TASK INSTRUCTIONS >>
Copy out each of the items below word for word.

Rows of box annotation data

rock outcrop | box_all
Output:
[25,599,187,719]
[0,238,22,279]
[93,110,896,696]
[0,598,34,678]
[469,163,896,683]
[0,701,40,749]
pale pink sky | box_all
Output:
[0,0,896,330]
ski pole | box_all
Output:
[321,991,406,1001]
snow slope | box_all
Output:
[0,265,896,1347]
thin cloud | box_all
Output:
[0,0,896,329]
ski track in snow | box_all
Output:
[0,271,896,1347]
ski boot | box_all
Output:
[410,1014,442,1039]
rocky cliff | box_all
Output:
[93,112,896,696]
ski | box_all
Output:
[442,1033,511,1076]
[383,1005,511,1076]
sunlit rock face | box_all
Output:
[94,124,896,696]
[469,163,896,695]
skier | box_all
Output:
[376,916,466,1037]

ANSWER IN FULL >>
rock outcrop | box_all
Output:
[25,599,187,719]
[0,238,22,279]
[93,110,896,696]
[0,598,34,678]
[469,163,896,683]
[0,701,40,749]
pale pink sky | box_all
Output:
[0,0,896,330]
ski pole | box_all
Output:
[321,991,406,1001]
snow slope | box_all
Output:
[0,265,896,1347]
thin cloud | box_all
Output:
[0,0,896,329]
ski track in snow | box_all
Output:
[0,271,896,1347]
ski boot | box_all
Output:
[410,1014,442,1039]
rocky cliff | box_all
Output:
[93,112,896,696]
ski | box_all
Output:
[442,1033,511,1076]
[383,1005,511,1076]
sunlit rock face | box_all
Output:
[94,124,896,696]
[469,163,896,695]
skier | box_all
Output:
[376,916,466,1037]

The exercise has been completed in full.